### [Trecho do documento]
----------
Congressistas americanos ligados à extrema-direita viram investigados
Foto: STEPHANIE KEITH / AFP
O título do vídeo foi colocado como uma questão, mas não deixou dúvidas sobre as posições dos homens que o filmaram. Eles o chamaram de “A Iminente Guerra Civil”, e em seus primeiros segundos, Jim Arroyo, que lidera a representação no Arizona do Oath Keepers, uma milícia de extrema direita, declarou que o conflito já começou.
Para amparar suas declarações, Arroyo mencionou o deputado Paul Gosar, também do Arizona, um dos mais extremistas integrantes do Congresso. Gosar fez uma visita ao escritório local dos Oath Keepers há alguns anos, como menciona Arroyo, e quando questionado se os EUA estavam se encaminhando para uma guerra civil, a resposta do deputado “foi direta: já estamos nela. Apenas não começamos a atirar uns nos outros”,
Menos de dois meses depois do vídeo ter sido publicado, integrantes dos Oath Keepers estavam entre aqueles com ligações a grupos extremistas de todo o país que participaram do ataque ao Capitólio, no dia 6 de janeiro, dando início a novo escrutínio aos laços entre congressistas e uma série de organizações e movimentos que expressam visões de extrema direita.
Cerca de 150 republicanos na Câmara apoiaram as alegações sem evidências de que a eleição foi roubada. Mas Gosar e alguns deputados tinham laços mais profundos com grupos extremistas, que defendem ideias violentas e teorias da conspiração, e cujos integrantes estavam entre os que invadiram os salões do Congresso para evitar a confirmação da vitória do então presidente eleito Joe Biden.
Entre eles estão os deputados Andy Biggs, do Arizona, que como Gosar estava ligado à campanha “Parem com o Roubo”, apoiando os esforços de Trump para mudar o resultado da eleição. A deputada Lauren Boebert, do Colorado, possui laços com milícias, incluindo os chamados Three Percenters, um braço extremista de movimentos armamentistas que teve pelo menos um integrante na invasão do Capitólio.
Marjorie Taylor Greene, da Geórgia, promoveu a teoria da conspiração QAnon, cujos apoiadores estavam entre os mais visíveis na invasão, e também apareceu em um comício com milícias. Antes de ser eleita para o Congresso, no ano passado, usou as redes sociais para endossar, em 2018, a execução de integrantes do Partido Democrata e para sugerir que o massacre na Escola Marjory Stoneman Douglas, em Parkland, na Flórida, em 2018, foi um ataque falso.
Matt Gaetz, da Flórida, apareceu no ano passado em um evento também frequentado por integrantes dos Proud Boys, outra organização terrorista cujo papel no ataque do dia 6 de janeiro, assim como os Oath Keepers e os Three Percenters, está sendo investigado pelo FBI.
----------
Você pode reescrever a reportagem sobre congressistas americanos e a extrema direita a partir do trecho que tem "Marjorie Taylor Greene, da" até logo depois de "investigado pelo FBI.", trocando "comício" por "encontro"?

### [Lista de registros]
----------
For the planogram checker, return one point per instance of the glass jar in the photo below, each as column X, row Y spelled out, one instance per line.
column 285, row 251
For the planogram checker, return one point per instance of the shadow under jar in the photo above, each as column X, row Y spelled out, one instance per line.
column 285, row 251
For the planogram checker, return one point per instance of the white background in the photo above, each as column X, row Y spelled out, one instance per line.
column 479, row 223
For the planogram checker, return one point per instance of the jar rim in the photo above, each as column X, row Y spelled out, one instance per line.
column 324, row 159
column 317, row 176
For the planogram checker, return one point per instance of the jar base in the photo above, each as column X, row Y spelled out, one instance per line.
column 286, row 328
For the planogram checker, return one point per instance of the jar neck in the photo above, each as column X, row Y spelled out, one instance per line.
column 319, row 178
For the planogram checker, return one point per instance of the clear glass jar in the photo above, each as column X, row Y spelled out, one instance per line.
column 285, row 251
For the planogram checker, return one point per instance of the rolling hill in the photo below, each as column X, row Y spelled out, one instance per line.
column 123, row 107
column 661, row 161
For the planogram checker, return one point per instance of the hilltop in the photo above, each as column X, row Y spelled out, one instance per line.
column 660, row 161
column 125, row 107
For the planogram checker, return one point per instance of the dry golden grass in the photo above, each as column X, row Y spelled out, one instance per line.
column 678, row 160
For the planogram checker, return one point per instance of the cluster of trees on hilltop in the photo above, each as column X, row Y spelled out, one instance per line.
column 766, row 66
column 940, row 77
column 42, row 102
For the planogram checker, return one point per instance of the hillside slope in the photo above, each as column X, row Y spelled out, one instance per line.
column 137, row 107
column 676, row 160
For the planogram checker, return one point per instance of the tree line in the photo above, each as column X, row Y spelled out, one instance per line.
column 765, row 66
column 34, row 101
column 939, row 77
----------
### [Resposta escrita]
Marjorie Taylor Greene, da Geórgia, promoveu a teoria da conspiração QAnon, cujos apoiadores estavam entre os mais visíveis na invasão, e também apareceu em um encontro com milícias. Antes de ser eleita para o Congresso, no ano passado, usou as redes sociais para endossar, em 2018, a execução de integrantes do Partido Democrata e para sugerir que o massacre na Escola Marjory Stoneman Douglas, em Parkland, na Flórida, em 2018, foi um ataque falso.
Matt Gaetz, da Flórida, apareceu no ano passado em um evento também frequentado por integrantes dos Proud Boys, outra organização terrorista cujo papel no ataque do dia 6 de janeiro, assim como os Oath Keepers e os Three Percenters, está sendo investigado pelo FBI.